◆ TEXT EXTRACT
---+---

Slow OpenCL/OpenGL context switch Time wasted every frame when context switching

Hello.
I wrote this application which uses 6 3D viewports (6 different views of the world) and executes tenthes of different OpenCL kernels on the textured surface created. Fortunately I manage to keep it 60Hz, but when I started profiling (Using shtDelta functions found in NVidia SDK) I found out that most of the time is wasted on the first kernel (Which actually copies input to output , thus does nothing…) and practically no time is wasted on the other tenthes of kernels , which are fairly complex and execute difficult image processing techniques. I thus assume (and hope to be right) that the payment here is on the context switch between OpenGL/OpenCL. Is that so ? Is there a way to avoid that ?

I also tried NVidia OpenCL profiler to try and understand the nature of the problem, yet this one showed times in microseconds which don’t resemble any kernel times I measured. Could it be that NVidia got the “microseconds” wrong with “Nanoseconds?”. The context switches, by the way , show on the profiler as 3.62% consumers of the GPU, so how come I get this delay measuring on the CPU ? Does the driver’s return ring buffer suffer from some latency I can’t tell ?(Which explains the more accurate profiler results…)

I also took the liberty and executed the oclVolumeRender sample , which does 60 Hz on my 470 card, measuring (again…) 16 milliseconds for a kernel to whom which the profiler gives a totally different result.

Ideas will be welcomed.
Eyal.

---+---

◆ ENTRIES PROVIDED
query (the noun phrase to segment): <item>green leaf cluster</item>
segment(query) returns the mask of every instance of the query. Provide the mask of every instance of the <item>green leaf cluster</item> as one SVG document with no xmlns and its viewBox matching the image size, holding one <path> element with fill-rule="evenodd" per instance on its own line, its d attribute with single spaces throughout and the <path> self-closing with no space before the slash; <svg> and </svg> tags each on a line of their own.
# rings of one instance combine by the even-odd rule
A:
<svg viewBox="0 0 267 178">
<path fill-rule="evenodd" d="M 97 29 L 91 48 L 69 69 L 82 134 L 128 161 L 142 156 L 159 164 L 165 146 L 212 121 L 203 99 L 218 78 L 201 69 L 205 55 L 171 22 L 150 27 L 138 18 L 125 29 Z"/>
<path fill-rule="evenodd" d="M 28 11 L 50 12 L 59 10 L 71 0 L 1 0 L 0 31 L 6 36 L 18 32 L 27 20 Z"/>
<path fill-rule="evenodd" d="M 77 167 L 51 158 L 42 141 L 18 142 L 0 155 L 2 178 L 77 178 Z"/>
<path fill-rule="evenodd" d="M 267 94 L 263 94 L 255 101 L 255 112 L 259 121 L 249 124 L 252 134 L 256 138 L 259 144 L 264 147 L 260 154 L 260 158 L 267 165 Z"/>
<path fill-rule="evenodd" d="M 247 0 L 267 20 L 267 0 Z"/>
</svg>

---+---

◆ EXERCISE REQUIREMENTS
1/ Using the forum post about slow OpenCL/OpenGL context switching, answer these:
(a) How many 3D viewports does the application use?
(b) What share of the GPU does the profiler show the context switches consuming?
(c) Which card does the oclVolumeRender sample reach 60 Hz on?
2/ Can you render every line of the rows that follow the forum post as a Markdown table with the columns Position and Text, numbering the lines from 1 and leaving out blank lines?

◆ COMPLETED EXERCISE
1/
(a) 6
(b) 3.62%
(c) The 470 card

2/
| Position | Text |
|---|---|
| 1 | query (the noun phrase to segment): <item>green leaf cluster</item> |
| 2 | segment(query) returns the mask of every instance of the query. Provide the mask of every instance of the <item>green leaf cluster</item> as one SVG document with no xmlns and its viewBox matching the image size, holding one <path> element with fill-rule="evenodd" per instance on its own line, its d attribute with single spaces throughout and the <path> self-closing with no space before the slash; <svg> and </svg> tags each on a line of their own. |
| 3 | # rings of one instance combine by the even-odd rule |
| 4 | A: |
| 5 | <svg viewBox="0 0 267 178"> |
| 6 | <path fill-rule="evenodd" d="M 97 29 L 91 48 L 69 69 L 82 134 L 128 161 L 142 156 L 159 164 L 165 146 L 212 121 L 203 99 L 218 78 L 201 69 L 205 55 L 171 22 L 150 27 L 138 18 L 125 29 Z"/> |
| 7 | <path fill-rule="evenodd" d="M 28 11 L 50 12 L 59 10 L 71 0 L 1 0 L 0 31 L 6 36 L 18 32 L 27 20 Z"/> |
| 8 | <path fill-rule="evenodd" d="M 77 167 L 51 158 L 42 141 L 18 142 L 0 155 L 2 178 L 77 178 Z"/> |
| 9 | <path fill-rule="evenodd" d="M 267 94 L 263 94 L 255 101 L 255 112 L 259 121 L 249 124 L 252 134 L 256 138 L 259 144 L 264 147 L 260 154 L 260 158 L 267 165 Z"/> |
| 10 | <path fill-rule="evenodd" d="M 247 0 L 267 20 L 267 0 Z"/> |
| 11 | </svg> |